Pensacola Mayor Grover Robinson IV claimed in a press conference that some of the demands would be met immediately, such as reducing arrests based on petty marijuana possession and loitering. However, just days later, behind the backs of Crawford’s family and concerned working-class people of Pensacola, Mayor Robinson announced he would be bringing in a federal task force to crack down on gun violence. In other words, Mayor Robinson’s solution to police brutality against Black people is … more police.
City officials confronted …
On Aug. 5 the organizing groups, along with Crawford’s family and friends, showed up at Pensacola City Hall unannounced to confront the city for withholding information and to challenge Mayor Robinson’s erroneous decision to bring in more police to oppressed communities. Dream Defenders-Pensacola Organizing Lead Jamil Davis spoke about the disappointment and anger felt by Crawford’s family at the lack of care shown by the city.
City Councilmember Jewel Cannada-Wynn attempted to deflect the outrage by claiming the meeting wasn’t a regular agenda meeting. Dream Defenders Transformative Justice Coordinator Hale Morrissette stood up and cut Councilwoman Cannada-Wynn off, confronting the City Council as well as Mayor Robinson, who had his back to the crowd. This resulted in an immediate end to the first half of the meeting in which family and organizers directly challenged Mayor Robinson about his lack of transparency.
After the mayor claimed that he had met with the family — though he had not — he eventually admitted that though he had been on Crawford’s street after his death, talking to community members, he couldn’t remember which house was Crawford’s. He then claimed that the family was receiving counseling; they have not. Mayor Robinson also brought up Elizabeth Harris, a 20-year-old Black woman shot and killed in a random driveby shooting outside a Pensacola nightclub in May, implying that local, mainly Black, organizers were not giving that case adequate attention.
Random gun violence, while a pressing issue, is not the same as police violence; the two have completely different power dynamics. Elizabeth Harris did not deserve to be murdered, but Tymar Crawford, murdered by the capitalist, white supremacist state, did not deserve to be killed either.
… and confronted again
On Aug. 8 between 30 and 50 members of the community showed up again at City Hall, specifically for the regular agenda meeting, and demanded to be heard. A single script was written because Pensacola City Council allows only three minutes per speaker. So the script was read in order and passed off to a different person every three minutes.
This disciplined act took up well over half an hour, with each speaker reemphasizing that Tymar Crawford did not deserve his death and calling the city out for underfunding Black communities while money is poured into building a new jail in West Pensacola.
Another statement was read outlining the racist history of the police. It was no coincidence that there was increased police presence at this meeting. At one point, activists read the Assata Shakur chant aloud and issued a warning that until all demands from the family are met — including the new demand for calling off the federal task force — civil unrest will continue.
Until the city meets the demands, organizers vow the escalation of resistance will continue. Revolutionary discipline continues to grow in Pensacola and the struggle shows no signs of slowing down. The people say: Justice for Tymar Crawford!

* DATA EXTRACT *
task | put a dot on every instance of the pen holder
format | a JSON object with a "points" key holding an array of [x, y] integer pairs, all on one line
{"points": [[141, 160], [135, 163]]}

* JOB A *
Extract the passage of the Pensacola article starting at "After the mayor" and ending at "case adequate attention.".
* JOB B *
According to the Pensacola article, how much time does the City Council allow each speaker?

* EXPECTED OUTPUT A *
After the mayor claimed that he had met with the family — though he had not — he eventually admitted that though he had been on Crawford’s street after his death, talking to community members, he couldn’t remember which house was Crawford’s. He then claimed that the family was receiving counseling; they have not. Mayor Robinson also brought up Elizabeth Harris, a 20-year-old Black woman shot and killed in a random driveby shooting outside a Pensacola nightclub in May, implying that local, mainly Black, organizers were not giving that case adequate attention.

* EXPECTED OUTPUT B *
Three minutes per speaker.